[[ Text shown, beginning ]]

Murdoch University has also signed a deal with Westscheme, WA’s largest public sector superannuation fund, to set up an investment fund to capitalise on intellectual property that comes out of Murdoch nd other sources.

Known as the SRV Murdoch Westscheme Enterprise Partnership (MWEP) the initiative is designed to assist researchers in developing their ideas into commercial opportunities. MWEP was established in January 2005 and invests in projects flowing from the university through a $20 million early stage fund, investing in return for equity in a project.

“As it turned out we were one of their second or third investments,” Anderson says. “We were from the University of Western Australia, but a deal’s a deal.

“We now rent commercial space from the university and obviously we’re able to tap into the infrastructure they provide on campus, so for a start-up company it was an excellent opportunity.”

Anderson says Orthocell’s market development pathway is predominantly focused on Australia and southeast Asia in the short to medium term. “We have the capacity to do some very cost-effective clinical trials via our manufacturing facility here in Perth, which is ideally placed, from a time zone perspective, to deliver products to southeast Asia,” Anderson says.

“We’re in the same time zone as Singapore, Hong Kong and even as far away as Beijing, which is very conducive to doing business with southeast Asia and transporting cells – perhaps even more so than the east coast of Australia, from a manufacturing perspective.”

In keeping with that strategy, Orthocell’s board of directors currently features two significant figures in the medical-scientific field. One is former Australian of the Year Professor Fiona Wood, who has significant experience in the tissue engineering processes with her innovative scar-reducing burns treatment, and who is well known for her work with the Bali bombing victims.

Also on Orthocell’s board of directors is Professor Lars Lidgren, a Swedish orthopaedic professor who has multiple publications and patents to his name. Lidgren is a successful researcher, clinician and entrepreneur, and he has successfully shepherded several other biotechnology companies to the marketplace. He is perhaps best known as the founder of the Bone And Joint Decade, which is a UN-ratified and WHO-supported decade of focus on muscular-skeletal injuries and the cost-economic outcomes of those.

[[ Text shown, end ]]
[[ Data under study, beginning ]]

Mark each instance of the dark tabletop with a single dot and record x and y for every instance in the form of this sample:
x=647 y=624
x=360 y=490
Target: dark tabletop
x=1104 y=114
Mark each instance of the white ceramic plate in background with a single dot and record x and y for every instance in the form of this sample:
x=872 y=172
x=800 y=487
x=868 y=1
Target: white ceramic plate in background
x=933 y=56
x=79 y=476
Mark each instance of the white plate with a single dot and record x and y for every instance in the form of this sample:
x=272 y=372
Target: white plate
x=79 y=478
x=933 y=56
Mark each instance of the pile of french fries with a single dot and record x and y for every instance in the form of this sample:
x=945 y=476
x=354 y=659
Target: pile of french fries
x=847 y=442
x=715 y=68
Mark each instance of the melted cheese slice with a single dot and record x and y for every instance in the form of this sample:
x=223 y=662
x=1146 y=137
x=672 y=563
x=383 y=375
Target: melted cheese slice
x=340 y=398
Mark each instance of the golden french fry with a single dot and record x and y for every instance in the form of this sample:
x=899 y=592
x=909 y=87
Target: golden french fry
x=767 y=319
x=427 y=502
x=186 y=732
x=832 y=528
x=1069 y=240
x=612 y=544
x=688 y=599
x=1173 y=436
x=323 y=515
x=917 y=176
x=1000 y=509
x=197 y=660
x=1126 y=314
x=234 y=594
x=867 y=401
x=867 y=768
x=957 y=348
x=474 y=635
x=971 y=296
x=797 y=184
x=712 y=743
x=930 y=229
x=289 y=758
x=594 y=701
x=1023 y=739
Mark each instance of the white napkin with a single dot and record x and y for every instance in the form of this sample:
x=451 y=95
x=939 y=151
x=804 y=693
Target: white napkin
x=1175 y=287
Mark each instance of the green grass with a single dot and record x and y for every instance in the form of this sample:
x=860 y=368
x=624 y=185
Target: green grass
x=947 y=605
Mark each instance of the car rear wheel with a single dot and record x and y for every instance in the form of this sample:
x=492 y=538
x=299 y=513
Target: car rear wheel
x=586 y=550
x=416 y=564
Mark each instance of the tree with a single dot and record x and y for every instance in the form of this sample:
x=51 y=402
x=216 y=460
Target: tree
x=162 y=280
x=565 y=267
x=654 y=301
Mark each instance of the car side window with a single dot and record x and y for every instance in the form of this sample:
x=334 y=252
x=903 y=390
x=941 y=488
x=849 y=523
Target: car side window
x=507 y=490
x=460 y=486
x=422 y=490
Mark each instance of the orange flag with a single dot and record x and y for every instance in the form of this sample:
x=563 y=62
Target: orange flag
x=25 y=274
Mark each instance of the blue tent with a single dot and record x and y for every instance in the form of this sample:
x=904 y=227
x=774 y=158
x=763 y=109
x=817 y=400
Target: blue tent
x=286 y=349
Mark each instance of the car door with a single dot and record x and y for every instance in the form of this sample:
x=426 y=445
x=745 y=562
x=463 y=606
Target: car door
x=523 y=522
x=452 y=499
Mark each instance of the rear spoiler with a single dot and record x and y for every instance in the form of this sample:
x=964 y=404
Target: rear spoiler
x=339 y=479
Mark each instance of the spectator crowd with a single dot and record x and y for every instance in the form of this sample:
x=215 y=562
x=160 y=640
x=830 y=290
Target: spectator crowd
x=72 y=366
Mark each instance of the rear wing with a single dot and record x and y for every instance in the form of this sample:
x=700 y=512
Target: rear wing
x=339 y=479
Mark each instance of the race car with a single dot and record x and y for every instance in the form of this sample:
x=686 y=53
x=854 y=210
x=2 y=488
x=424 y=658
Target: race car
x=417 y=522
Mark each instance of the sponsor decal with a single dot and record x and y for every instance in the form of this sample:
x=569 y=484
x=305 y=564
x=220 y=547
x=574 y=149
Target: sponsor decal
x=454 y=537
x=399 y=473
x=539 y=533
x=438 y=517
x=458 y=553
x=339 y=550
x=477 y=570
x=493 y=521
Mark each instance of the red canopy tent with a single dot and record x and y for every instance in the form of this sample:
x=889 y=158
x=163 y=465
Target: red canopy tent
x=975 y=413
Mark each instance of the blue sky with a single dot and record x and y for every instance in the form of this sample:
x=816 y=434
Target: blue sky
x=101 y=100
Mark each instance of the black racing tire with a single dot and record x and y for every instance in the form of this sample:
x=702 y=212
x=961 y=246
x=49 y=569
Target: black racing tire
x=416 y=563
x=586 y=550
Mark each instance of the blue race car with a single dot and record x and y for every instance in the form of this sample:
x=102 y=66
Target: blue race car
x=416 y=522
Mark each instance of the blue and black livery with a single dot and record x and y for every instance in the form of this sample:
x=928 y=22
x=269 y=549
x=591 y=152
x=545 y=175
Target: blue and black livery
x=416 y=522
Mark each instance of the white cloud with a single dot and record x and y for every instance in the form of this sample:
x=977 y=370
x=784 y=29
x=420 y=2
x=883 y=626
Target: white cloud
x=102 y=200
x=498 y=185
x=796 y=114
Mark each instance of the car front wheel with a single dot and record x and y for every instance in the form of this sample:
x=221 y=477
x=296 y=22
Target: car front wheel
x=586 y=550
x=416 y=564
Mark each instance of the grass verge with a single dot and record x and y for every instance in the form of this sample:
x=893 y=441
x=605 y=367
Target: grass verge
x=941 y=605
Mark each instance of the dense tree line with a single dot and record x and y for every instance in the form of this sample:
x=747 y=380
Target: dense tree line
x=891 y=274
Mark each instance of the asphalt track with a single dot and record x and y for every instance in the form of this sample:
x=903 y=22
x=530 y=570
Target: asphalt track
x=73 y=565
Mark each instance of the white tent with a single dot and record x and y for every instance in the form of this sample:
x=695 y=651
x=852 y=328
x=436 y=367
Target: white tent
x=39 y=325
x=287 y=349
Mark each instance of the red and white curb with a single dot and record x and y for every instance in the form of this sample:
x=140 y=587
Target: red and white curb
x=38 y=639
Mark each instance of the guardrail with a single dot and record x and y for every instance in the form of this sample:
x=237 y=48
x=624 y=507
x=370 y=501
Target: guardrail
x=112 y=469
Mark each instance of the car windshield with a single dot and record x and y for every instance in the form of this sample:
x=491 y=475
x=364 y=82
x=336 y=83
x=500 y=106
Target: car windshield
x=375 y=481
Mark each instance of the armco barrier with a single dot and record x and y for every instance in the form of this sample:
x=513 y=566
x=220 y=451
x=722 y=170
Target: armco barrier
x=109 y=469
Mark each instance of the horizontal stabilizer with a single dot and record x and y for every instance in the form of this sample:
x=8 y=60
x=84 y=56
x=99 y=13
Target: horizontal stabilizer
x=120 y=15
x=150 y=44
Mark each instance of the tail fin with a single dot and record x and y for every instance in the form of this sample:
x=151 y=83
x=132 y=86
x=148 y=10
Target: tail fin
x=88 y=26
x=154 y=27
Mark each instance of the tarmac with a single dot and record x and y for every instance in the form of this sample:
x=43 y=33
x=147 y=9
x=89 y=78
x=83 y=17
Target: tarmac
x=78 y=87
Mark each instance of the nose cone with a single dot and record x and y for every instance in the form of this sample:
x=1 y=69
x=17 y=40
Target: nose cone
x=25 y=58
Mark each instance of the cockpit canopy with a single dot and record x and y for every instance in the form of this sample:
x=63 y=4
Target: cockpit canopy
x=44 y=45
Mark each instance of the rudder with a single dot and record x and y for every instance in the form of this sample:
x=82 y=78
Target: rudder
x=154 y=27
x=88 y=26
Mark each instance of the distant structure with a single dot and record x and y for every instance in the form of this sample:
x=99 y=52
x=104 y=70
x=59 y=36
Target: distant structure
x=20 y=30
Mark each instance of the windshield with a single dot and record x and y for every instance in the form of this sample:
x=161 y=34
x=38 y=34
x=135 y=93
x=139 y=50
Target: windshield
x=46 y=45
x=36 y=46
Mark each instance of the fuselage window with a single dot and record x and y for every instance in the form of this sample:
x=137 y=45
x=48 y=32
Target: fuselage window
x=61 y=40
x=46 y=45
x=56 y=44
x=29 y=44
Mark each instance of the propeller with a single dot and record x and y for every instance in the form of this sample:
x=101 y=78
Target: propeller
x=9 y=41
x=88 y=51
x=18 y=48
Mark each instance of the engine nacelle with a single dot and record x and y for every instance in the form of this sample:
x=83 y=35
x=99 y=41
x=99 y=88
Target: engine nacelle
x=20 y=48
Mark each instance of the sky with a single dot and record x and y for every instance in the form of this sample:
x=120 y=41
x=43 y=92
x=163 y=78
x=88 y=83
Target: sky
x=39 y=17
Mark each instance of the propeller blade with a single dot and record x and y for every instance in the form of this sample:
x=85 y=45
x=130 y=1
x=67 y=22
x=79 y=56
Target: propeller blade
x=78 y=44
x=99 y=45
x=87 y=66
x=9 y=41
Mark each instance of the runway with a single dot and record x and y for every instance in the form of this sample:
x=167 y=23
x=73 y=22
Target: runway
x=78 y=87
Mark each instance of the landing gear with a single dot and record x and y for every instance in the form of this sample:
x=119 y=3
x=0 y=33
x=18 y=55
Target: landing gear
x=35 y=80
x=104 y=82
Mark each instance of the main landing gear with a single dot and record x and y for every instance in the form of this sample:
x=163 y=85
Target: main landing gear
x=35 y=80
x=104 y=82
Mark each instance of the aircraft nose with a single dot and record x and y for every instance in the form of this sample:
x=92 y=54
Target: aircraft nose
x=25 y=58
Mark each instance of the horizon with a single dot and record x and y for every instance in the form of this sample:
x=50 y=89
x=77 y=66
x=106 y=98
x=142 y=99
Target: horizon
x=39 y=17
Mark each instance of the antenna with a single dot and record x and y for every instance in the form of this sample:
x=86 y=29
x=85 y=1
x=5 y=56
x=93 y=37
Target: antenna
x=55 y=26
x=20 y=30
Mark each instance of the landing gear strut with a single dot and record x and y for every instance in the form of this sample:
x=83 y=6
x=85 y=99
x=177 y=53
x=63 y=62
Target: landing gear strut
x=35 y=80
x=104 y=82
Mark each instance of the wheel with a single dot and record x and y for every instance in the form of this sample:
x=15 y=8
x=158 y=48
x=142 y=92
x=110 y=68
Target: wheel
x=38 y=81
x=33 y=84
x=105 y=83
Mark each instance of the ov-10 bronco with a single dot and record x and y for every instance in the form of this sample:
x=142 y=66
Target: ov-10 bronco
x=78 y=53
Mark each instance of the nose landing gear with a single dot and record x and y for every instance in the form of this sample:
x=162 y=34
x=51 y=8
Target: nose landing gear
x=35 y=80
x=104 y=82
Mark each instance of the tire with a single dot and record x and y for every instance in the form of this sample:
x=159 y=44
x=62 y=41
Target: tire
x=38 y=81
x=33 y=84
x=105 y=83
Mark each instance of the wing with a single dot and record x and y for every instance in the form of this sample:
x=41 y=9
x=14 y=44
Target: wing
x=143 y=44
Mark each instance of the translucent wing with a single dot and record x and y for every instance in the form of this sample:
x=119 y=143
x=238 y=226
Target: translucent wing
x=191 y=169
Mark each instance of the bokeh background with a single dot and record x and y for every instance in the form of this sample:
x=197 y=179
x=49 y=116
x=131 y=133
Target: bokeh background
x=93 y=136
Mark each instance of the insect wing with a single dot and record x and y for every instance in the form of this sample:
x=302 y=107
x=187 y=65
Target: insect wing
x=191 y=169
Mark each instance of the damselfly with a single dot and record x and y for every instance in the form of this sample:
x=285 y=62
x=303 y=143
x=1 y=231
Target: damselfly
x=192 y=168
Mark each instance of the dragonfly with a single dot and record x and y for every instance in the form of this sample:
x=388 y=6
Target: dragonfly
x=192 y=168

[[ Data under study, end ]]

• [Your instructions]
Continue the article about Orthocell and its Murdoch University partnership, starting after its final sentence.

• [Response]
“In our endeavours to make sure we’re not just an Australian-focused company, and that we have a very fierce local-to-global approach, we’ve tried to generate a board which reflects that,” Anderson says. “Professor Lidgren has significant relationships both in Europe and the United States, as well as a lot of experience in this area, and we’re delighted to have him on board as one of our board members.”

---PB--- Clinical trials

Orthocell has completed pre-clinical studies with autologous tenocyte implantation, whereas the CellGro scaffold is still in development and about to move into the prototype stage.

The company also recently received ethics committee approval and now has the go-ahead from the Therapeutic Goods Administration to conduct initial Phase I clinical trials for safety and tolerability of percutaneously inserted ATI. That clinical study will be undertaken at Sir Charles Gairdner Hospital, which is one of the major tertiary teaching institutions in Western Australia.

It will be conducted on 15 patients for upwards of a year to assess safety and tolerability, and to see if there’s any evidence of efficacy. Anderson says the company has started the patient recruitment process and expects to be conducting the first implant about the time this article goes to print.

The CellGro scaffold, on the other hand, has a development pathway that’s slightly longer than the ATI pathway. Currently in the process of creating an initial prototype, Anderson says that the company is developing the collagen scaffold with a view to registering it on the Australian register of therapeutic goods, both for use with the company’s own CellGro technology as well as for other potential forms of soft-tissue regeneration.

“As far as I’m aware we’re going to be first in humans globally for this type of treatment,” Anderson says. “I think that is a significant milestone both for the company and the country.”